# DOCUMENT SEGMENT:

:::::

2015: "I want to reinvent music TV."

As Boiler Room celebrated its fifth anniversary, the team behind the streaming giant began to broaden their horizons and expand their dreams. In an interview with the Evening Standard, Bellville announced: "I want to reinvent music TV."

The company had grown to a staff of 40 people and had broadcast shows by more than 2,000 artists. "I guess music TV back in the day would have aggressively bought out airtime or network coverage in different countries to make sure their show was being shown to kids all around the world. We can't do that, we never would. Our attitude is always having to earn it."

Gabriel Szatan, Boiler Room's music editor, emailed The Guardian in 2015 with an interesting comparison: "Within the music world, Boiler Room is Uber," he wrote. "Rapid expansion, considerable disruption, and no small amount of backlash generated. Oh, plus it's fun. It's absurdly fun."

2016: Boiler Room Heads To China And Ends Their Chatroom

Ask anyone who attended a Boiler Room show, and they'll probably agree with Szatan — it is absurdly fun. And it wasn't before long the brand began exploring corners of the world it was yet to bring its hedonistic experiment to. In 2016 it was time for China to get the London underground treatment, beginning with a set from Disclosure. 

But this mammoth occasion was likely overshadowed by another issue bubbling under the surface for nearly all five years of the streaming giant's existence. Boiler Room's streaming service, which was accompanied by a chatroom which encouraged discussion, community and transparency had taken an ugly turn. 

The conversations in the chatroom became treacherous, with racist namecalling, rampant misogyny and abusive behaviours. Push finally came to shove when DJ Nightwave experienced explosive sexual abuse after their Boiler Room set. They took to social media and addressed the situation in the chatroom: "Talking smack on genres or tech is whatever, lame but par for the course. Misogyny / transphobia / racism / anything else personal is 10000% unacceptable."

However, Szatan told FACT that the end of the chatroom was simply a functional switch to Facebook. "Facebook Live has seriously taken off, the chatroom dwindled and if felt time to use that space on the site to push the same curious fans to related sets in the new Channel system. All positive at the end of the day."

:::::

# Stored data:
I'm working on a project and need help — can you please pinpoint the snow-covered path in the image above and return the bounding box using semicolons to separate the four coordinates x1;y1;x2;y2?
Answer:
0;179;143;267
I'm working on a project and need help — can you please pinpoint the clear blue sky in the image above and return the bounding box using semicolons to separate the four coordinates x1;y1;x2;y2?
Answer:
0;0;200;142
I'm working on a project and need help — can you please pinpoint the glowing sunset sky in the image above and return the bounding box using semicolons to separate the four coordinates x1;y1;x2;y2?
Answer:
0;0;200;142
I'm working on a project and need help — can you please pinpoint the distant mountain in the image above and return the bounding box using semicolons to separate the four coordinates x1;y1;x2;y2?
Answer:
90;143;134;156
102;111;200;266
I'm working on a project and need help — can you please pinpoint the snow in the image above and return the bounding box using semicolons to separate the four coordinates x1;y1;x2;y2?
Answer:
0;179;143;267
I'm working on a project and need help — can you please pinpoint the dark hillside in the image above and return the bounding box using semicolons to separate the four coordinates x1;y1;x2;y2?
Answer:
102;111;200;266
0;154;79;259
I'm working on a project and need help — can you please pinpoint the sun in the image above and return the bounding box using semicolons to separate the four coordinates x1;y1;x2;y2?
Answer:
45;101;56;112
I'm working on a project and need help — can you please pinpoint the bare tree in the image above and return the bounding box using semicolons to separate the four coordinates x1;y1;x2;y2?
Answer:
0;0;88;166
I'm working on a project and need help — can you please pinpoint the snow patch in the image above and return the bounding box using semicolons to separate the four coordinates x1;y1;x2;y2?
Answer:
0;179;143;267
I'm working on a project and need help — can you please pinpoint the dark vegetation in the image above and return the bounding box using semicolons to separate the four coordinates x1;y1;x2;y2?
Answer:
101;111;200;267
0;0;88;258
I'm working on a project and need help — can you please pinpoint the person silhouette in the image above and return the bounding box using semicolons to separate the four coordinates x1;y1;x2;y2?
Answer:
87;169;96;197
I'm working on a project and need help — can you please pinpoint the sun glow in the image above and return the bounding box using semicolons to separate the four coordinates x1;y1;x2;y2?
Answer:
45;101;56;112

:::::

# TASK OBJECTIVE:
Please write the next part of the Boiler Room history, picking up after its last sentence. The listing has no connection to the Boiler Room history.

# RESPONSE TO THE EXERCISE:
2017: Virtual Reality Dance Music

In 2017, Boiler Room announced it had just released its first virtual stream in a partnership with Google Daydream VR. VR Dancefloors: Techno in Berlin allowed users to move through the Berlin club, casually check out the art installations and even interact with their surroundings. 

2018: Documentary Season

After reaching the pinnacle of streaming with ventures in VR, it was time to turn to documentaries. Boiler Room launched a weekly series exploring overlooked music genres as well as a morning chat show called, Breakfast With Shy

"We've had our roots in real-life experiences," said chief content officer Stephen Mai. "In the crowded market of digital content, that regular connection with audiences means they have a special relationship with our brand. There are so many stories that aren't being told around music, subcultures and youth. There's a massive opportunity for us to grow new audiences."

2019: Music Festival Time

For Boiler Room the sky is the limit and this became clear with the announcement of the company's first music festival. Based in Peckham's Copeland Park, each day focused on "one of the UK's most exciting underground scenes" spanning genres like jazz, rap, bass and club.

2020: To Another Decade

Now in its 10th year, Boiler Room looks to celebrate its second music festival as well as a slew of events all over the world. Sydney will be treated to an enviable lineup of international stars pushing house and techno, with a line-up boasting Ayebatonye, Bamounou, DJ BORING, Ex-Terrestrial, Merph and Nazira. If you want to be part of Boiler Room history, this is your chance. 

Boiler Room TEN: Sydney hits Roundhouse, UNSW on Saturday, March 21.